§ Records in a dataset
((

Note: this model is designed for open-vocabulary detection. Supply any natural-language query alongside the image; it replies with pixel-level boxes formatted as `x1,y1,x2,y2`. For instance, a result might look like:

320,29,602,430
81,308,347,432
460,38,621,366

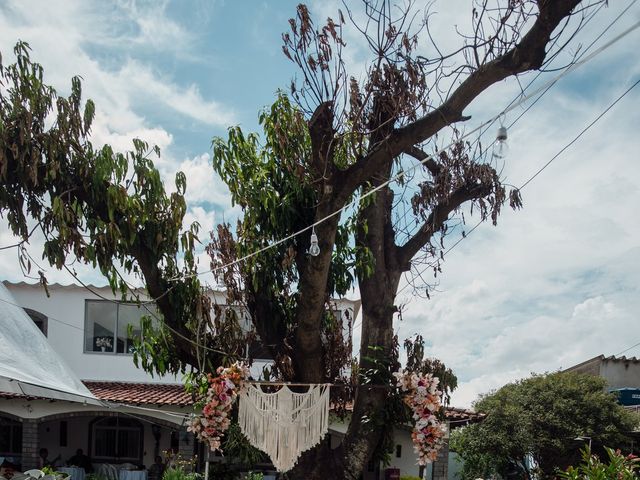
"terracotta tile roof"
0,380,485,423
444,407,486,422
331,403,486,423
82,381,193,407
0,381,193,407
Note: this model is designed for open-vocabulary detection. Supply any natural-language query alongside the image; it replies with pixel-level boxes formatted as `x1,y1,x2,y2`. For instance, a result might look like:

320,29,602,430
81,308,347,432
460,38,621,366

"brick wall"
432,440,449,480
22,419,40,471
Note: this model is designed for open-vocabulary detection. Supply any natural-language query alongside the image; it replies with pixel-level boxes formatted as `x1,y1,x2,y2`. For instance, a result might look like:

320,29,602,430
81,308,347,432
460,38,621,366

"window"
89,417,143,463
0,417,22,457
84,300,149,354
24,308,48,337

))

§ Directive
Could you output every line of the records above as a Markdown table with the columns "No." and "Text," numbering the rows and skipping blank lines? Leave the pictures out of the table.

§ Solution for this exercise
| No. | Text |
|---|---|
| 1 | Note: this model is designed for open-vocabulary detection. Supply any natural-language query alongside the image; it replies with pixel-level boxes formatted as `x1,y1,x2,y2`. For instance, a result might look like: |
| 2 | 320,29,602,430 |
| 3 | 81,308,347,432 |
| 4 | 460,38,621,366 |
| 5 | "terracotta tile roof" |
| 6 | 0,380,485,423 |
| 7 | 444,407,486,422 |
| 8 | 331,403,486,423 |
| 9 | 82,381,193,407 |
| 10 | 0,381,193,407 |
| 11 | Note: this model is designed for open-vocabulary detection. Supply any natural-language query alongside the image; it replies with pixel-level boxes formatted as `x1,y1,x2,y2`. For instance, a result might look like: |
| 12 | 320,29,602,430 |
| 13 | 81,308,347,432 |
| 14 | 460,38,621,366 |
| 15 | "brick wall" |
| 16 | 432,440,449,480 |
| 17 | 22,419,40,471 |
| 18 | Note: this model is designed for open-vocabulary detection. Supply any natural-language query alongside the image; it replies with pixel-level boxes formatted as `x1,y1,x2,y2`. For instance, a result might look like: |
| 19 | 320,29,602,430 |
| 20 | 81,308,347,432 |
| 21 | 460,38,621,366 |
| 22 | "window" |
| 23 | 89,417,143,463 |
| 24 | 0,417,22,457 |
| 25 | 84,300,149,354 |
| 26 | 24,308,48,337 |